#### WHAT TO DO
Nothing but the text should be carried over: reproduce all the data exactly and leave out every image.

::::

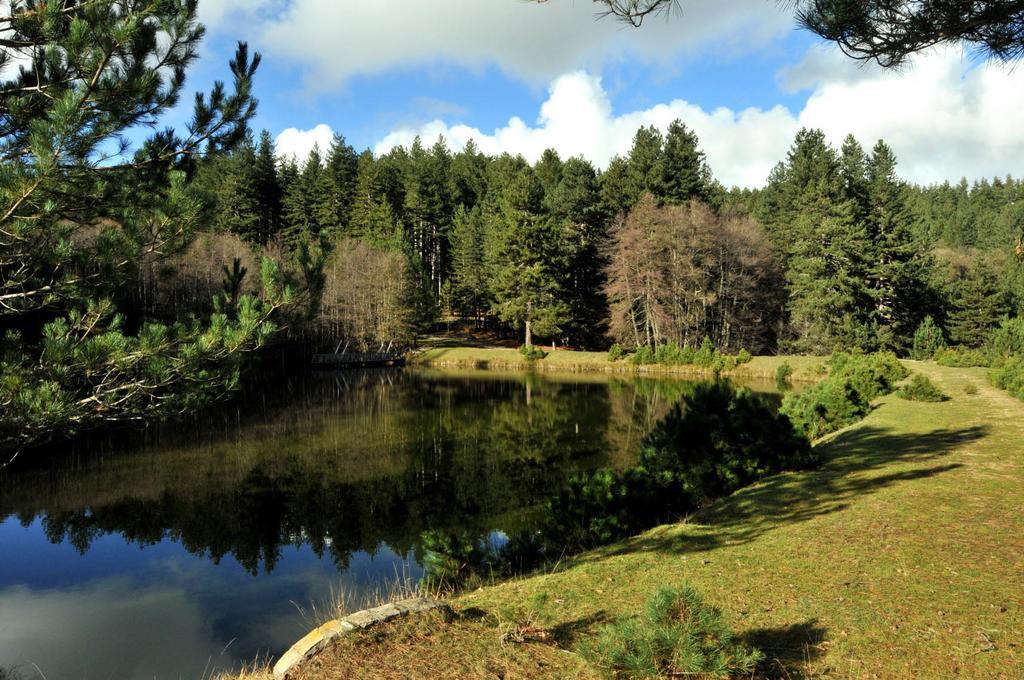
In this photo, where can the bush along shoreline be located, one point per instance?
(718, 439)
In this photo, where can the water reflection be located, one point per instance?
(187, 550)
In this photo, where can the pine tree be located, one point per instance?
(853, 166)
(829, 301)
(268, 189)
(615, 194)
(576, 204)
(977, 304)
(644, 164)
(372, 215)
(549, 171)
(238, 199)
(76, 223)
(301, 217)
(681, 172)
(469, 176)
(898, 266)
(338, 185)
(469, 273)
(526, 281)
(428, 207)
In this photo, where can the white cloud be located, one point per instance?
(293, 142)
(943, 118)
(335, 40)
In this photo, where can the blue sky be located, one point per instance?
(739, 73)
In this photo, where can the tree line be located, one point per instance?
(835, 252)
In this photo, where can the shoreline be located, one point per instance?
(806, 370)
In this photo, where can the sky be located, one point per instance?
(520, 76)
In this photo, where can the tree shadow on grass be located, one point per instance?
(855, 464)
(787, 649)
(565, 634)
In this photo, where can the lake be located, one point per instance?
(189, 547)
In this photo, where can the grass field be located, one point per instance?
(901, 557)
(761, 368)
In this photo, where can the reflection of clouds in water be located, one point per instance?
(176, 617)
(109, 626)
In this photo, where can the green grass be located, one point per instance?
(762, 368)
(902, 556)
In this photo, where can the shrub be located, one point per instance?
(920, 388)
(782, 374)
(670, 353)
(962, 357)
(707, 354)
(644, 354)
(453, 558)
(677, 635)
(532, 352)
(717, 440)
(1010, 377)
(720, 439)
(928, 339)
(844, 396)
(1008, 340)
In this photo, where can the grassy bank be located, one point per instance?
(805, 369)
(902, 556)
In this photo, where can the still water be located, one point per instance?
(190, 548)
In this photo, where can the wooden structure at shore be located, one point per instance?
(342, 358)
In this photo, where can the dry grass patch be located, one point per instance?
(438, 645)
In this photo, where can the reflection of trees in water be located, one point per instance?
(357, 462)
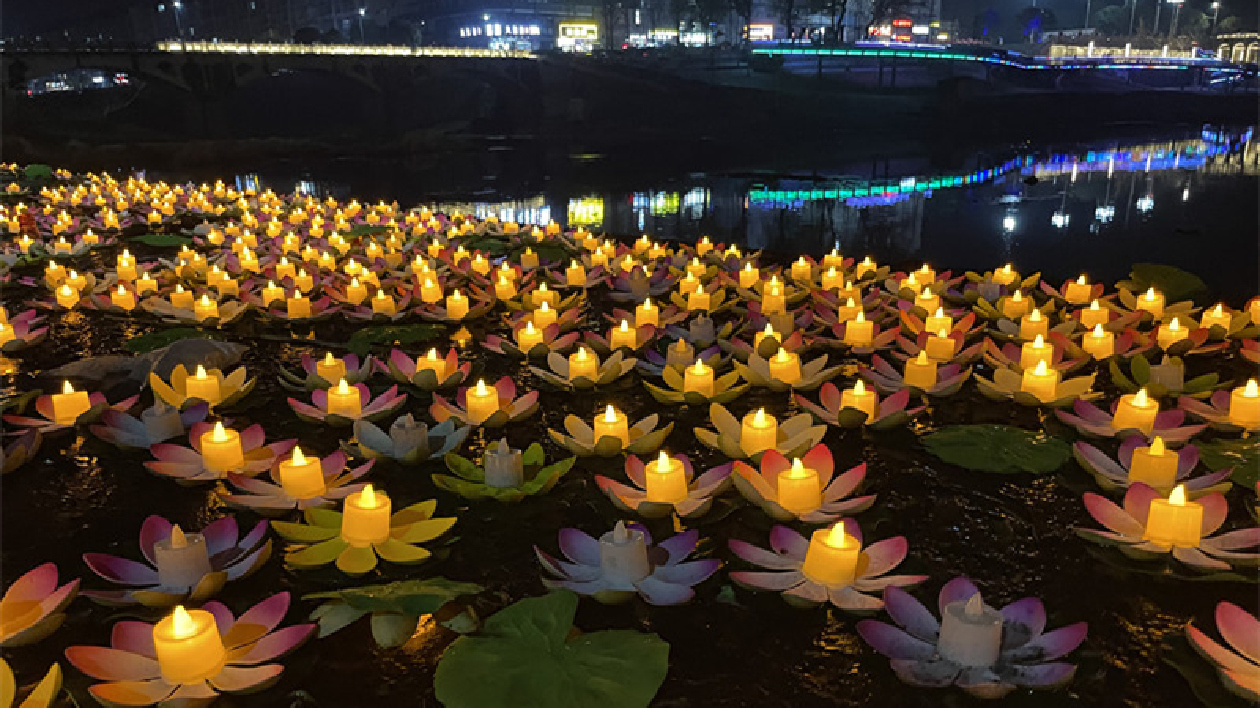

::::

#### SOLVED PROBLEM
In this photo, where can the bush along shoreline be located, one point per instance?
(718, 439)
In this photo, where can the water reflection be located, one point per instance?
(187, 550)
In this photo, where can the pine tree be located, one point per instance?
(853, 166)
(829, 301)
(268, 189)
(615, 194)
(576, 204)
(977, 304)
(644, 164)
(372, 215)
(549, 171)
(238, 199)
(76, 223)
(301, 217)
(681, 172)
(469, 176)
(898, 266)
(338, 185)
(469, 273)
(526, 281)
(428, 207)
In this photo, where can the white cloud be located, one point per instance?
(293, 142)
(943, 118)
(335, 40)
In this photo, where can the blue sky be located, one point per instance?
(739, 73)
In this photo, where can the tree line be located, one point per instance?
(835, 252)
In this photo, where can the shoreline be located, one point per instance?
(806, 370)
In this photo, where can the sky be located, one point per instance?
(520, 76)
In this photo, where can the tree shadow on grass be located, one point per instance?
(855, 464)
(787, 649)
(565, 634)
In this photo, where can the lake be located, one point per instance?
(189, 547)
In this photo, where can the grass field be located, one point per instance?
(901, 557)
(761, 368)
In this photo, where can the reflection of clouds in water be located, one point per instance?
(176, 617)
(109, 626)
In this photo, where can the green grass be located, one point per instance?
(762, 368)
(902, 556)
In this photo, where can the shrub be located, one point per instance?
(920, 388)
(782, 374)
(670, 353)
(962, 357)
(707, 354)
(644, 354)
(453, 558)
(677, 635)
(532, 352)
(717, 440)
(1010, 377)
(720, 439)
(928, 339)
(844, 396)
(1008, 340)
In this photo, where can the grassy bank be located, one point per instance?
(805, 369)
(902, 556)
In this photo, where can the still water be located, one point per instance?
(190, 548)
In this photo, where can the wooden structure at shore be located, one point per instance?
(342, 358)
In this photo, where can the dry grass patch be located, one point per instance?
(438, 645)
In this photo, where can the reflection of trees in water be located, one point per instance?
(357, 462)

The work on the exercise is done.